SELECTED EXTRACT
"""

At these events, the lieutenant governor's presence may be marked by the post's official flag, consisting of a blue field bearing the escutcheon of the Arms of  Majesty in Right of Ontario surmounted by a crown and surrounded by ten gold maple leaves, symbolizing the ten provinces of Canada. Within Ontario, the lieutenant governor also follows only the sovereign in the province's order of precedence, preceding even other members of the Canadian Royal Family and the King's federal representative.

Since 2011, the incumbent lieutenant governor has served ex officio as the Colonel of the Regiment of the Queen's York Rangers, a unit in the Canadian Army. The honorary appointment recognizes the regiment's links to John Graves Simcoe, the first lieutenant governor of Upper Canada and the regiment's commander during the American War of Independence.

"""

OBJECTIVE
Copy out the passage on Ontario's lieutenant governor from "Since 2011, the" to "War of Independence.".

[Excerpt from a dataset]

"""

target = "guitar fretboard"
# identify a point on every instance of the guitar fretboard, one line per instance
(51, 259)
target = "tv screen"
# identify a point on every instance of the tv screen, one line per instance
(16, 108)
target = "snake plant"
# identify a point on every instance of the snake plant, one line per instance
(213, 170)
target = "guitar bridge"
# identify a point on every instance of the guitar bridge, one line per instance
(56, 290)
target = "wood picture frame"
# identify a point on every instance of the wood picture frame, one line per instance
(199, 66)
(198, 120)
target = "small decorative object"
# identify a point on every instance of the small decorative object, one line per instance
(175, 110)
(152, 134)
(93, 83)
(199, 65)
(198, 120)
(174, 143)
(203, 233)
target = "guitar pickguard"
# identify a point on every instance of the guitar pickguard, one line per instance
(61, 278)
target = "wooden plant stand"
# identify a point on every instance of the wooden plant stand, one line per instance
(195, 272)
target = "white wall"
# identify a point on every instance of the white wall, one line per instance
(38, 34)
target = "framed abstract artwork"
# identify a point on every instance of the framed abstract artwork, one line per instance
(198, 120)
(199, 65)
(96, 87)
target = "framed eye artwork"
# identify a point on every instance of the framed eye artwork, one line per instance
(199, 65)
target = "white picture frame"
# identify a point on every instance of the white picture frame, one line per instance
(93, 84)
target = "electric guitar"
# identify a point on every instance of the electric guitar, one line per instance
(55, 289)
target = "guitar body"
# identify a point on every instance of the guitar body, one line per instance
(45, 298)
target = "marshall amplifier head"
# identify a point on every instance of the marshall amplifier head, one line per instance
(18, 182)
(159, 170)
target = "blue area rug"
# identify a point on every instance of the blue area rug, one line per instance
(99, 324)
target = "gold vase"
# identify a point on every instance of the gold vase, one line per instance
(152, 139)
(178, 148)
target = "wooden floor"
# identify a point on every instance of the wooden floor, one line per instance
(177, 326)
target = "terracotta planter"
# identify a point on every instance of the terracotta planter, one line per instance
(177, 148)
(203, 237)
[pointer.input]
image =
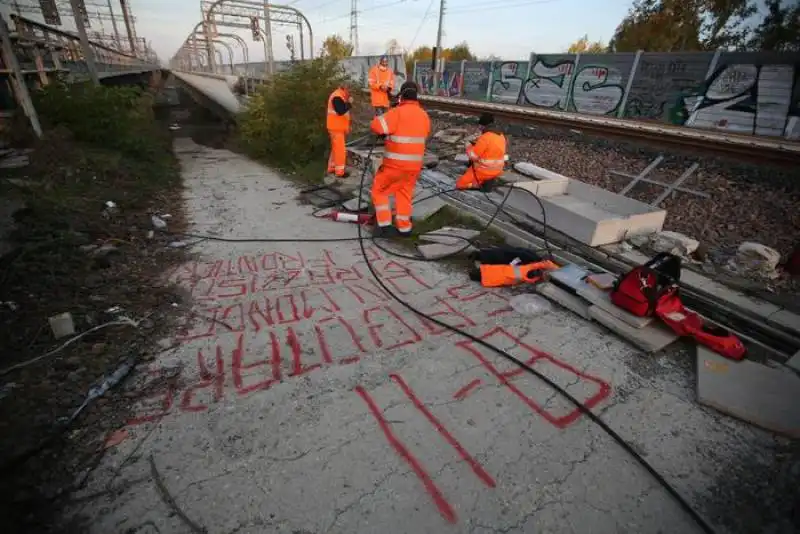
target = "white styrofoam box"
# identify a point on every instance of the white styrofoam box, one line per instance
(544, 188)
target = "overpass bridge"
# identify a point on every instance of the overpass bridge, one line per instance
(35, 55)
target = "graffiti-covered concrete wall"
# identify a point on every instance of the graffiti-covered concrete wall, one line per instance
(356, 68)
(756, 93)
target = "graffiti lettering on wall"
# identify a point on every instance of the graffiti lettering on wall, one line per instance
(508, 78)
(450, 80)
(759, 95)
(746, 98)
(357, 68)
(264, 319)
(593, 89)
(588, 389)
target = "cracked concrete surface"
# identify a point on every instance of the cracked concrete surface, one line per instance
(248, 442)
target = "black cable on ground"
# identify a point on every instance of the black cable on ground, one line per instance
(579, 405)
(701, 522)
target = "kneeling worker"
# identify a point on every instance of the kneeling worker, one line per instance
(406, 128)
(338, 123)
(487, 156)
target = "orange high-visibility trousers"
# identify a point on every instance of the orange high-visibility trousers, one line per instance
(338, 157)
(474, 178)
(400, 183)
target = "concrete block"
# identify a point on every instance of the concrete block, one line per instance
(764, 396)
(444, 235)
(564, 298)
(651, 338)
(602, 299)
(543, 188)
(435, 251)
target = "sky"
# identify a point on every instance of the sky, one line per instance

"""

ANSWER TO THE EXERCISE
Since 2011, the incumbent lieutenant governor has served ex officio as the Colonel of the Regiment of the Queen's York Rangers, a unit in the Canadian Army. The honorary appointment recognizes the regiment's links to John Graves Simcoe, the first lieutenant governor of Upper Canada and the regiment's commander during the American War of Independence.